- _What the exercise asks_: Transcribe, exactly as they appear, only the lines from the one holding "of the leather" through the end of the entries below.

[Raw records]
··········

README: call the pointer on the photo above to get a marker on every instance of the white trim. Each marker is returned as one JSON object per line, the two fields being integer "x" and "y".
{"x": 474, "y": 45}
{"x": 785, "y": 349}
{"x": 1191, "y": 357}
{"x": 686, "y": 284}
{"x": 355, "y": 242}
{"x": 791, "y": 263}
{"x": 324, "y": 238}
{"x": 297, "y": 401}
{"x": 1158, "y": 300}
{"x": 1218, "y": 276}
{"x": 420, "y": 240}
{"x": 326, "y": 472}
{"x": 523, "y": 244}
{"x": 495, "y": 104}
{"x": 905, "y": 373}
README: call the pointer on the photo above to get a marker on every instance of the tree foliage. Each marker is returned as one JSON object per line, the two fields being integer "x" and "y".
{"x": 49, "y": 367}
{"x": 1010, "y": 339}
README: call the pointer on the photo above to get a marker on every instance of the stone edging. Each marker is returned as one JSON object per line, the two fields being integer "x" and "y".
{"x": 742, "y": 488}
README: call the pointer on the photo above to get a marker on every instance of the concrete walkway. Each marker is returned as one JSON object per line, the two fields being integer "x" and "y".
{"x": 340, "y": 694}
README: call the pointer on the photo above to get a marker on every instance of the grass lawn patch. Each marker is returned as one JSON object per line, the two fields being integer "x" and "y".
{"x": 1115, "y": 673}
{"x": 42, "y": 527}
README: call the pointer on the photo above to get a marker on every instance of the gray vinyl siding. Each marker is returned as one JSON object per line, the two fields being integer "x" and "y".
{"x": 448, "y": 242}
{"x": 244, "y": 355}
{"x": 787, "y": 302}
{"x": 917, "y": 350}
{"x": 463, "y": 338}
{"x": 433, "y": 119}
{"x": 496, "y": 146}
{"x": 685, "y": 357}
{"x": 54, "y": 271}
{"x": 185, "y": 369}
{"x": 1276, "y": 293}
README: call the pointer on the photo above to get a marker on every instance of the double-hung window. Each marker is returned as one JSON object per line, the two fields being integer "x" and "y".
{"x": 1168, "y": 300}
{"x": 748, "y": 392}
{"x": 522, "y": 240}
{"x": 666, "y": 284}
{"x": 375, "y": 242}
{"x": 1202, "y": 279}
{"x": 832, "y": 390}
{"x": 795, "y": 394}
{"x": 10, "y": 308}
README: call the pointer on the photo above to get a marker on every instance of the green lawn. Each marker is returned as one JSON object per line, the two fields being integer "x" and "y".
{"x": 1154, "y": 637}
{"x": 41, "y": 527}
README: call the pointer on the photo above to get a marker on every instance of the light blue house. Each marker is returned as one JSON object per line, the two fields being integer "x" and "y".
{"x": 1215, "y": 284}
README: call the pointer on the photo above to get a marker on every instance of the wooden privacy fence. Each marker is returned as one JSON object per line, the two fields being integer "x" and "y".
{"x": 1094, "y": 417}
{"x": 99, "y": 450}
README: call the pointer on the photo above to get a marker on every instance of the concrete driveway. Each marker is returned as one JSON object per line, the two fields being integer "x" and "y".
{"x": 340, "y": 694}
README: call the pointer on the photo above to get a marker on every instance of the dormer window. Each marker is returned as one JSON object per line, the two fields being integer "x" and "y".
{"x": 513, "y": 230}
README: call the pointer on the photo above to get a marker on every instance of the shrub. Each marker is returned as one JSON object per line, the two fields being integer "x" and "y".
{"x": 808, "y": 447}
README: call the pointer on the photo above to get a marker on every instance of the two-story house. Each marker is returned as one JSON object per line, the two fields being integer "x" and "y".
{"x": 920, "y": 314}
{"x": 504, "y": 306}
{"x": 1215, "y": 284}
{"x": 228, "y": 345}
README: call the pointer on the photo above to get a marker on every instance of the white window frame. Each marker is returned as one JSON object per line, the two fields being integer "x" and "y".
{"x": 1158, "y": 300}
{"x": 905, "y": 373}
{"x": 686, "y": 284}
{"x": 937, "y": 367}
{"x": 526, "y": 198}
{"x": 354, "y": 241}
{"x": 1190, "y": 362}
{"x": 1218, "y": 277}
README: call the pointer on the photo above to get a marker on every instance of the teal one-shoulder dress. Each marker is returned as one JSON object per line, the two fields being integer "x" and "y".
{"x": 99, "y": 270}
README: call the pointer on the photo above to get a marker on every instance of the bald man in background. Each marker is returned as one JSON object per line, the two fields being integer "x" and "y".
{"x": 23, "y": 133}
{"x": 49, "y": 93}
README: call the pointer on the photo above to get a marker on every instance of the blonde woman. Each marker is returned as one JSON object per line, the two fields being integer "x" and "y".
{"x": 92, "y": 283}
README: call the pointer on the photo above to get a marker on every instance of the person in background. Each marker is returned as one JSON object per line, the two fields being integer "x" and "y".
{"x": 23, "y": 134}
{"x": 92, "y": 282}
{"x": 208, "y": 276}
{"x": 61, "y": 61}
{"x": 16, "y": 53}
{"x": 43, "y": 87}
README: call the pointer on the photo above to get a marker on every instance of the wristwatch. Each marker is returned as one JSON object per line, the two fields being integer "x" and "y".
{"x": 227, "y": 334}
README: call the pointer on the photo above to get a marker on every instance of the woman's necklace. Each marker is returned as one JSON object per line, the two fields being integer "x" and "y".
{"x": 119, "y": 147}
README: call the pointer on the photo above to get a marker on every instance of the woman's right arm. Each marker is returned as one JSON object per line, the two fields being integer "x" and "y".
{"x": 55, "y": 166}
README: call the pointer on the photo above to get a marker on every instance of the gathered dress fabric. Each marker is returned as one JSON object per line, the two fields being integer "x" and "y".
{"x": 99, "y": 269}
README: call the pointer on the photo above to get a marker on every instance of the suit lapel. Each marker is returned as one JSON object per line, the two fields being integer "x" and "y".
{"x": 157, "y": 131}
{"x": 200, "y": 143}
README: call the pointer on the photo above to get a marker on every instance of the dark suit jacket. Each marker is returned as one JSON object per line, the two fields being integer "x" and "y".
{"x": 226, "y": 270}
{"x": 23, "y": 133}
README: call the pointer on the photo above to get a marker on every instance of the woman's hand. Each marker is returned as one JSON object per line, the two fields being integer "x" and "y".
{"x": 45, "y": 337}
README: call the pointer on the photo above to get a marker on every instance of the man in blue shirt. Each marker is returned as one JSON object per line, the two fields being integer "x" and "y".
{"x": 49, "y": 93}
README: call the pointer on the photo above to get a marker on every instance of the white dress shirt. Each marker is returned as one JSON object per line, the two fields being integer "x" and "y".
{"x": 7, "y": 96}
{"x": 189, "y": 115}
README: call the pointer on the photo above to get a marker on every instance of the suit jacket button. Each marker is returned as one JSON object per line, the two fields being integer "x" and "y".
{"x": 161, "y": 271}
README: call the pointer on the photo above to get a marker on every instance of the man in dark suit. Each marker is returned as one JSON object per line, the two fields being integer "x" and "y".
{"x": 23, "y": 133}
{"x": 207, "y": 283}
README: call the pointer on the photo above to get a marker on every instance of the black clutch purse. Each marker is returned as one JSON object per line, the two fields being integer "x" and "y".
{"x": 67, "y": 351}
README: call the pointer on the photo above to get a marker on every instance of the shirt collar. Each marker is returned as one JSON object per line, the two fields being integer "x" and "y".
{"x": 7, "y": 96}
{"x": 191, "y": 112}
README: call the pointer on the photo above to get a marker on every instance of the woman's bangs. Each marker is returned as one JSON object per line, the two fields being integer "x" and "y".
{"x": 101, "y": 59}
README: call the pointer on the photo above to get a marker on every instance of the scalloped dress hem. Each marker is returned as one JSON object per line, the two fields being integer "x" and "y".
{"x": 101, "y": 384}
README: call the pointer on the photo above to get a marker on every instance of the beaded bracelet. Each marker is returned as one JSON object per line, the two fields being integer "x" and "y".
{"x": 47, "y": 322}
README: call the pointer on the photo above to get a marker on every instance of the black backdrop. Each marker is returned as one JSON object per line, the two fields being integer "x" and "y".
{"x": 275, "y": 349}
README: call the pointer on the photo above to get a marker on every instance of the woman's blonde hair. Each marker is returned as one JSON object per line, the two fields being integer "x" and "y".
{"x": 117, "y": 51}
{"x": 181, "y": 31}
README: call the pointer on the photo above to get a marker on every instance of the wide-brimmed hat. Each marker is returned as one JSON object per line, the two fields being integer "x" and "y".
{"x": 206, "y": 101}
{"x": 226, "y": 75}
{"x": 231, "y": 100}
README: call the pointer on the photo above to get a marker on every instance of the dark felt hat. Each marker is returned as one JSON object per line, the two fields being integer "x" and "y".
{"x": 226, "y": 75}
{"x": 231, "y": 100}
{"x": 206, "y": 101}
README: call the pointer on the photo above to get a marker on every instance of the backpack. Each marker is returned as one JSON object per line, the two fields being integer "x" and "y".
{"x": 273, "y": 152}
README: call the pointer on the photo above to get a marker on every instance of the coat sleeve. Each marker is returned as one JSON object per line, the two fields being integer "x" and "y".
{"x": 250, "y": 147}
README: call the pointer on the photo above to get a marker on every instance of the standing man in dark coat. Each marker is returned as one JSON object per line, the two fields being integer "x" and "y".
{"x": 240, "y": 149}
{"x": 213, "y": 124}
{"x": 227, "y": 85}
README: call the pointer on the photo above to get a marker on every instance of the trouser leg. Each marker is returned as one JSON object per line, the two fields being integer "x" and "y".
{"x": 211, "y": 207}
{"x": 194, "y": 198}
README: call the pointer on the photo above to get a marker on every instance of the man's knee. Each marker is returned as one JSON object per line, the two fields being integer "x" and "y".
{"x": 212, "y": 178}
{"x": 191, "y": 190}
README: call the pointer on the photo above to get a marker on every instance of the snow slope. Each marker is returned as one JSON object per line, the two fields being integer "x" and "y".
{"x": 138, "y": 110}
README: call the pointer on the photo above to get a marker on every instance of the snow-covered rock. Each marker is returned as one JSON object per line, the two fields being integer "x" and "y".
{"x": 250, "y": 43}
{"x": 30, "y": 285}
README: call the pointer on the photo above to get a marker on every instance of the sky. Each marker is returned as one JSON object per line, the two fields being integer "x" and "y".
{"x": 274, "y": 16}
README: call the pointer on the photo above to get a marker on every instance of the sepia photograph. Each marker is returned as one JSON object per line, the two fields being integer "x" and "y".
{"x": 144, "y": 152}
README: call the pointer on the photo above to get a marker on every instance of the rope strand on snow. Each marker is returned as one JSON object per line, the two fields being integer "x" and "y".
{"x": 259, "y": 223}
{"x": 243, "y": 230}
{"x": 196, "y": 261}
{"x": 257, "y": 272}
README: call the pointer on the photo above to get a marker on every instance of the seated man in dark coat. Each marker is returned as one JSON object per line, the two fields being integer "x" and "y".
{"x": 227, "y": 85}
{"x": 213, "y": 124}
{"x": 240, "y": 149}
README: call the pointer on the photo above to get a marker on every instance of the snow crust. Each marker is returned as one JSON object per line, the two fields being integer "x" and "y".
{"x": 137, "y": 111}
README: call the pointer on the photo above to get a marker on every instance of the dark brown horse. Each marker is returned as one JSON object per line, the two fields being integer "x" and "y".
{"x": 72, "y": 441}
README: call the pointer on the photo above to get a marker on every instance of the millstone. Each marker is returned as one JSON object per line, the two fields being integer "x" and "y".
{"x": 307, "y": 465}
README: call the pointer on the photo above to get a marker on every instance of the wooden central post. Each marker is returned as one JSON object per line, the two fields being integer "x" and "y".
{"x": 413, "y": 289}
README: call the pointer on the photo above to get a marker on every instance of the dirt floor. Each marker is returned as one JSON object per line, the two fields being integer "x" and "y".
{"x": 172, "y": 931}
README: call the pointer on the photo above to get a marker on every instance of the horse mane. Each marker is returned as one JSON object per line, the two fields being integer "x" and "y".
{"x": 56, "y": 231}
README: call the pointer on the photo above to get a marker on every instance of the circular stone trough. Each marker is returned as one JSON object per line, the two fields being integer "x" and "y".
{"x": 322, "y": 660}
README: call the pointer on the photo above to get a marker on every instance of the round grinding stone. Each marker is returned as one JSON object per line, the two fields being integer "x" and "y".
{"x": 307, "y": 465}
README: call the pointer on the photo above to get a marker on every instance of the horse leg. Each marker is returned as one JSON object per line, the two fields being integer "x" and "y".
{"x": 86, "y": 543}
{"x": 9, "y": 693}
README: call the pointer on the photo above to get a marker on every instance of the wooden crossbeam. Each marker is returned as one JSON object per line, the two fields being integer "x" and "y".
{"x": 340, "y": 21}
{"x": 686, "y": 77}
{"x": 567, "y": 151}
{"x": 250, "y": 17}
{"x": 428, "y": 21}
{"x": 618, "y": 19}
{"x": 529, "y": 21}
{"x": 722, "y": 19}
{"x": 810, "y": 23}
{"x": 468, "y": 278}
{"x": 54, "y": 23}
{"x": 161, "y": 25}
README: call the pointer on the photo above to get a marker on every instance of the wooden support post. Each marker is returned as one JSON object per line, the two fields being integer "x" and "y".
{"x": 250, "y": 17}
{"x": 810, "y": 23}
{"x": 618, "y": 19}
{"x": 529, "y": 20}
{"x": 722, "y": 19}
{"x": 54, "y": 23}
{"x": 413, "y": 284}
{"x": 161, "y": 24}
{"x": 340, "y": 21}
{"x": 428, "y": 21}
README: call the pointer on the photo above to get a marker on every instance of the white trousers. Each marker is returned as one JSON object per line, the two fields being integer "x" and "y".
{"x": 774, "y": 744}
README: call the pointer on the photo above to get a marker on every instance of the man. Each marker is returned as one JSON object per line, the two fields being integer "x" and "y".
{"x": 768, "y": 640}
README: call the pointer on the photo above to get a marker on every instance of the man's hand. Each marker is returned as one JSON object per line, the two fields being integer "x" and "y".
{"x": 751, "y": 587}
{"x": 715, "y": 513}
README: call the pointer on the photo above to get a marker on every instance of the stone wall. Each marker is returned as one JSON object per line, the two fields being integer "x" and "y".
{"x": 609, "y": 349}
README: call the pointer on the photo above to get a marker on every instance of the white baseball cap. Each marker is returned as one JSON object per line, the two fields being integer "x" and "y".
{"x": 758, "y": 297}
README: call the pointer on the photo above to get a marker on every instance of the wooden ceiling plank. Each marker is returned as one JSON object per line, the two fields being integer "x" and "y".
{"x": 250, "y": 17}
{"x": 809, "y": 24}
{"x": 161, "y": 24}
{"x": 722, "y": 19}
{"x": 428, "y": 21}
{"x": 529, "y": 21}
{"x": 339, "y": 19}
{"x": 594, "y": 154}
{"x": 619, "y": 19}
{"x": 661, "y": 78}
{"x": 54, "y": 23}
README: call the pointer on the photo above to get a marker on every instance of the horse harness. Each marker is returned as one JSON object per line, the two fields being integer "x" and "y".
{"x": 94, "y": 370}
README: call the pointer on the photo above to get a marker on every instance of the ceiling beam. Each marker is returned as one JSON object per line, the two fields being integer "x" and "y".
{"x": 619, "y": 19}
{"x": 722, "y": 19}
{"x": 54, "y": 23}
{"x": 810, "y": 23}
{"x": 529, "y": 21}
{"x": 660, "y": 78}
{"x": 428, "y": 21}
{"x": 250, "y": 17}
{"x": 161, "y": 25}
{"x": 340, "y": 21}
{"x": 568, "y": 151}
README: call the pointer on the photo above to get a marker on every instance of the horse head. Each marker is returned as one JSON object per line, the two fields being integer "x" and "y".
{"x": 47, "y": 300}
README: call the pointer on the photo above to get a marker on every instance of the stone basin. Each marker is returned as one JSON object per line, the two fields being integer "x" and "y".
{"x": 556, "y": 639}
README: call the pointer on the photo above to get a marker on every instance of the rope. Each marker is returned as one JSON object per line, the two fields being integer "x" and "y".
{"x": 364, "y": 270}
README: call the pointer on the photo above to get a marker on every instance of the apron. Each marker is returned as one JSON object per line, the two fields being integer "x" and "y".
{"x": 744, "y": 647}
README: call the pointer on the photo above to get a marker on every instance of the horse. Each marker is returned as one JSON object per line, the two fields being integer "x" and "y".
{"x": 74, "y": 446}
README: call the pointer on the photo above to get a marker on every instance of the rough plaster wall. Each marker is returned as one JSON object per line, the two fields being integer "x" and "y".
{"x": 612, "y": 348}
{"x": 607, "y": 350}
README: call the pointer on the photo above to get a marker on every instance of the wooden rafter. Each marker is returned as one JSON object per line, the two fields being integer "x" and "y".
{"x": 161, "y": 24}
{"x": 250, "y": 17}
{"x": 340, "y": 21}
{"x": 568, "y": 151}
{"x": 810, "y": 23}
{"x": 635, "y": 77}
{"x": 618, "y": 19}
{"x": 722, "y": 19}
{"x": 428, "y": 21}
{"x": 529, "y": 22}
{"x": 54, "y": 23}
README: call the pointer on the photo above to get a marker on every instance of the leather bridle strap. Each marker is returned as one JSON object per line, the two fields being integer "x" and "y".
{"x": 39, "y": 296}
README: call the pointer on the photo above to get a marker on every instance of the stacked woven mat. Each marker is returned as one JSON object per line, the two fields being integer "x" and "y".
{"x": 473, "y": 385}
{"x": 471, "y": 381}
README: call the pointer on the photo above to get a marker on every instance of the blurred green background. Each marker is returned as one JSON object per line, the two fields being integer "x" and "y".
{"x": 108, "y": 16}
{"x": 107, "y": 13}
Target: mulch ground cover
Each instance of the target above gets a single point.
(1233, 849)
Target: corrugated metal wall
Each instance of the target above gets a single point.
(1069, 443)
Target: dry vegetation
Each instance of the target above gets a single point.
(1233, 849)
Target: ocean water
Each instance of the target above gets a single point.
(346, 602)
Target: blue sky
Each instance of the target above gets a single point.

··········

- _Solution_:
README: call the pointer on the photo above to get a marker on every instance of the leather bridle strap. Each marker is returned as one JSON object per line, the two fields being integer "x" and "y".
{"x": 39, "y": 296}
README: call the pointer on the photo above to get a marker on every instance of the stacked woven mat. Each marker is returned as one JSON object per line, the two fields being integer "x" and "y".
{"x": 473, "y": 385}
{"x": 471, "y": 381}
README: call the pointer on the photo above to get a marker on every instance of the blurred green background. Each marker is returned as one JSON object per line, the two fields being integer "x" and "y".
{"x": 108, "y": 16}
{"x": 107, "y": 13}
Target: mulch ground cover
Each instance of the target above gets a single point.
(1233, 849)
Target: corrugated metal wall
Each instance of the target above gets a single point.
(1069, 443)
Target: dry vegetation
Each instance of the target above gets a single point.
(1233, 849)
Target: ocean water
Each instance of the target above gets a single point.
(346, 602)
Target: blue sky
Each instance of the target above gets a single point.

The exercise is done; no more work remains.